Records provided -

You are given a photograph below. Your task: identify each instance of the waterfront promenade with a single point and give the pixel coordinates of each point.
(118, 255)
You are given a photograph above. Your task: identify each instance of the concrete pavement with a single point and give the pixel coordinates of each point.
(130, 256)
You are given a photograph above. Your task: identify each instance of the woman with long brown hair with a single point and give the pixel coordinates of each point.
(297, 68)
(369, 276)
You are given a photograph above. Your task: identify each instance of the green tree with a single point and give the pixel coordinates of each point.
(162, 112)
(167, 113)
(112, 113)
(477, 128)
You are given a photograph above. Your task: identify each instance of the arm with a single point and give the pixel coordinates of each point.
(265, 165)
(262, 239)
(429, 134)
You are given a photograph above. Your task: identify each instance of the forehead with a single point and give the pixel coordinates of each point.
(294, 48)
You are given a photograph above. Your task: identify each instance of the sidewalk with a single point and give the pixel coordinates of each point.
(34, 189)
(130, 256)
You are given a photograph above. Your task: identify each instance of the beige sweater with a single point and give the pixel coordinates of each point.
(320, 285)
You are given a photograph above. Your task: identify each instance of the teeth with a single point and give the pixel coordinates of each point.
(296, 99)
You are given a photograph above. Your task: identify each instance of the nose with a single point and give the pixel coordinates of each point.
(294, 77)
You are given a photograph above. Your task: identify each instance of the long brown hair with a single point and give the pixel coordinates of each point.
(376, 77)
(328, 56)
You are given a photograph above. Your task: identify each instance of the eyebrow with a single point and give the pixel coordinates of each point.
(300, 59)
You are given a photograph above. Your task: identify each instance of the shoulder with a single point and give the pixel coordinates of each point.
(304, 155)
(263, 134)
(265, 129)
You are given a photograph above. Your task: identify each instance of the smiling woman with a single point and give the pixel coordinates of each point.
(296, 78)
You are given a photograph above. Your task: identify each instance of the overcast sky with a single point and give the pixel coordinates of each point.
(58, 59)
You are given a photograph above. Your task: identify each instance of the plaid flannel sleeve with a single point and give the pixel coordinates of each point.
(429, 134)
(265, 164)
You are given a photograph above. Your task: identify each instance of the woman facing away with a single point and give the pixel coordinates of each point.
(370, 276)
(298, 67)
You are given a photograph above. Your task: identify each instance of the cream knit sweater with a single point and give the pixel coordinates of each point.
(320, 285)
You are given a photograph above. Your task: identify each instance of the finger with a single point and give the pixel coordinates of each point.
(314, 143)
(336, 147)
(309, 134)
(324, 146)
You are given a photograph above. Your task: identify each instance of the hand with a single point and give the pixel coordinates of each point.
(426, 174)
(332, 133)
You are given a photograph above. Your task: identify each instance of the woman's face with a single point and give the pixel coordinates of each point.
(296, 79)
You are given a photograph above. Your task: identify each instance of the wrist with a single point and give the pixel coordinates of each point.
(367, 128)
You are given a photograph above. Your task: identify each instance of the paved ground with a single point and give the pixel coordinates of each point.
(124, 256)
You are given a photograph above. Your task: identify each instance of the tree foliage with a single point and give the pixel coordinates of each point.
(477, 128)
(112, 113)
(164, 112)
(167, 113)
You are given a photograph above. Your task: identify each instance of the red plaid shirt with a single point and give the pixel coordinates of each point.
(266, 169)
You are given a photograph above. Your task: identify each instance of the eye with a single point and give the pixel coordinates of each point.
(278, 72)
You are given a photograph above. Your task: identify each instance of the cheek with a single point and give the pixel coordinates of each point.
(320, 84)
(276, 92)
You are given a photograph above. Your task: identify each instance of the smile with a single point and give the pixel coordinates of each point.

Written request - Convert every line of the items above into one numbered list, leaving out any blank lines.

Correct answer -
1. You are given a photograph below. Your task: identify each instance of the waterfront promenade with a single point and give the pixel coordinates of each point.
2. (118, 255)
3. You are given a photograph above. Your task: identify each instance of the concrete pavement with a single point and give the pixel coordinates of each point.
4. (130, 256)
5. You are given a photograph above. Your task: identify each instance of the woman with long brown hair with a single point and give the pixel coordinates of each point.
6. (297, 68)
7. (369, 276)
8. You are given a photograph above. Your task: identify each instance of the green tree with a single point and give the pixel coordinates of each point.
9. (162, 112)
10. (167, 113)
11. (112, 113)
12. (477, 128)
13. You are given a photograph above. Your task: identify each instance of the arm with a single point and give the pixel coordinates of each point.
14. (265, 165)
15. (262, 239)
16. (429, 134)
17. You are given a photograph above. Your task: identify each instance of the forehead with a single point and give the pixel coordinates of each point.
18. (294, 48)
19. You are given a photograph above. Your task: identify each instance of the sidewalk with a single point and give the pixel coordinates of each point.
20. (34, 189)
21. (130, 256)
22. You are given a photograph above. Your task: identify each instance of the beige sweater with a single point and give the pixel coordinates of each point.
23. (320, 285)
24. You are given a photograph above. Your task: identify each instance of the teeth with a single point and give the pixel coordinates of each point.
25. (296, 99)
26. You are given a photograph above. Your task: identify each instance of the nose with a single point and give the pixel coordinates of each point.
27. (294, 77)
28. You are given a photograph above. Your task: identify each instance of the long brown hair with a single point and give the pixel coordinates of each point.
29. (376, 77)
30. (328, 56)
31. You are given a photograph above. Your task: identify each instance of the eyebrow with a single point and give the pixel coordinates of each point.
32. (300, 59)
33. You are given a photograph above. Your task: identify each instance of the shoulder with a single point and give the pixel coordinates of each point.
34. (304, 155)
35. (263, 134)
36. (265, 129)
37. You are given a photograph above. Your task: identify each instance of the smiling woman with a single point and give the pixel coordinates of each point.
38. (296, 78)
39. You are given a photograph above. Your task: identify each instance of the overcast sky with a single point and give the pixel coordinates of each point.
40. (58, 59)
41. You are given a photograph above. Your task: identify each instance of the plaid flannel sleeve with a single point and give the pixel coordinates of each point.
42. (429, 134)
43. (265, 164)
44. You are given a photograph above. Your task: identify each instance of the woman facing away with a single point and give the pixel coordinates of each point.
45. (370, 276)
46. (298, 67)
47. You are given a photograph above. Your task: identify each instance of the cream knit sweater with a single point and give the pixel coordinates of each point.
48. (320, 285)
49. You are given a photograph above. Your task: identify each instance of the finger with a single point and give the pixel coordinates of each point.
50. (314, 143)
51. (336, 147)
52. (309, 134)
53. (324, 146)
54. You are given a photograph above. Your task: identify each instance of the hand with a single point and give the pixel coordinates of each point.
55. (426, 174)
56. (332, 133)
57. You are given a photograph above. Your task: identify each instance of the woman's face with a single point and give the pixel coordinates of each point.
58. (296, 79)
59. You are given a photograph above. Your task: identify each instance of the wrist with a single point and give the pixel coordinates of each point.
60. (367, 128)
61. You are given a photograph above. Your task: identify each instance of the paved ground with a single point and give the pixel coordinates of each point.
62. (124, 256)
63. You are given a photograph above. Your task: identify each instance of the tree foliage with a single point and give the pixel coordinates of each point.
64. (477, 128)
65. (112, 113)
66. (164, 112)
67. (167, 113)
68. You are given a photograph above. Your task: identify each instance of the red plaid shirt with a single point and give the pixel coordinates of each point.
69. (266, 169)
70. You are given a photograph above. Your task: identify each instance of the eye with a single point and give the pixel coordinates of each point.
71. (278, 72)
72. You are given a photograph above. Your task: identify each instance of the cheek with a single point and give the pixel coordinates of each point.
73. (320, 84)
74. (276, 92)
75. You are given a photograph above. Your task: identify each instance of the smile with a single point and give the pixel coordinates of each point.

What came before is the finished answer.